GIVEN REQUEST: Can you lay out the data below as a JSON list of strings, one string for each line with blank lines left out, starting with the line that contains "the number 5" and going on through the final line of the data, with both of those lines included?
>> Begin INPUT FOR THIS TASK
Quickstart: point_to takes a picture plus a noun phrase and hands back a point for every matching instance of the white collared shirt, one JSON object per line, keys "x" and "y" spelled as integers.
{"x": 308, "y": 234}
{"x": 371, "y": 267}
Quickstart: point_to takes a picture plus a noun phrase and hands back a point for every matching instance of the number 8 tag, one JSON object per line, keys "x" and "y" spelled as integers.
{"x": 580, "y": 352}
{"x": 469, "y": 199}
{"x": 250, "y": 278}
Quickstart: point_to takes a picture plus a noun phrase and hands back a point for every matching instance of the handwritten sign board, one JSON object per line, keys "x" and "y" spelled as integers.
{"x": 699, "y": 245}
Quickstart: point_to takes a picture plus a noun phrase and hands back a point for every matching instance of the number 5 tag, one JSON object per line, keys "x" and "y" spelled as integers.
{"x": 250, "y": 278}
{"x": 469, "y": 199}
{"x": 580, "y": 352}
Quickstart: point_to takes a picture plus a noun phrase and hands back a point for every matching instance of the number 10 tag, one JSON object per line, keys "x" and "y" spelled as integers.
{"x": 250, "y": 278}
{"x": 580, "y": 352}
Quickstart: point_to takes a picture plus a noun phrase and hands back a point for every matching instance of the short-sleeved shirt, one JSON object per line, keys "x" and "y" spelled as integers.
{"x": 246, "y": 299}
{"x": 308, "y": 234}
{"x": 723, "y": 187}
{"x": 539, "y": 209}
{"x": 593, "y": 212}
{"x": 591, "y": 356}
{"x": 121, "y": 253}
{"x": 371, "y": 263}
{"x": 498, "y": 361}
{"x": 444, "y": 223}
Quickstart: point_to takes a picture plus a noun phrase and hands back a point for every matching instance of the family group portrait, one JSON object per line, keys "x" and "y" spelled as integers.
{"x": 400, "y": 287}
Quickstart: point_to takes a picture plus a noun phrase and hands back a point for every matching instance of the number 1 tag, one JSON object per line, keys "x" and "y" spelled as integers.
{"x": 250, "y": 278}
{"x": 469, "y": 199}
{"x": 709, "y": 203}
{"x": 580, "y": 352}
>> End INPUT FOR THIS TASK
WORKED ANSWER:
[
  "Quickstart: point_to takes a picture plus a noun phrase and hands back a point for every matching instance of the number 5 tag, one JSON object per line, keys \"x\" and \"y\" spelled as integers.",
  "{\"x\": 250, \"y\": 278}",
  "{\"x\": 469, \"y\": 199}",
  "{\"x\": 580, \"y\": 352}",
  "Quickstart: point_to takes a picture plus a noun phrase and hands back a point for every matching instance of the number 10 tag, one JSON object per line, keys \"x\" and \"y\" spelled as integers.",
  "{\"x\": 250, \"y\": 278}",
  "{\"x\": 580, \"y\": 352}",
  "Quickstart: point_to takes a picture plus a noun phrase and hands back a point for every matching instance of the short-sleeved shirt, one JSON object per line, keys \"x\" and \"y\" spelled as integers.",
  "{\"x\": 246, \"y\": 299}",
  "{\"x\": 308, \"y\": 234}",
  "{\"x\": 723, \"y\": 187}",
  "{\"x\": 539, \"y\": 209}",
  "{\"x\": 593, \"y\": 212}",
  "{\"x\": 591, \"y\": 356}",
  "{\"x\": 121, \"y\": 253}",
  "{\"x\": 371, \"y\": 263}",
  "{\"x\": 498, \"y\": 361}",
  "{\"x\": 444, \"y\": 223}",
  "Quickstart: point_to takes a picture plus a noun phrase and hands back a point for every matching instance of the family group portrait, one JSON object per line, keys \"x\" and \"y\" spelled as integers.",
  "{\"x\": 400, \"y\": 287}",
  "Quickstart: point_to takes a picture plus a noun phrase and hands back a point for every matching instance of the number 1 tag, one JSON object per line, keys \"x\" and \"y\" spelled as integers.",
  "{\"x\": 250, \"y\": 278}",
  "{\"x\": 469, \"y\": 199}",
  "{\"x\": 709, \"y\": 203}",
  "{\"x\": 580, \"y\": 352}"
]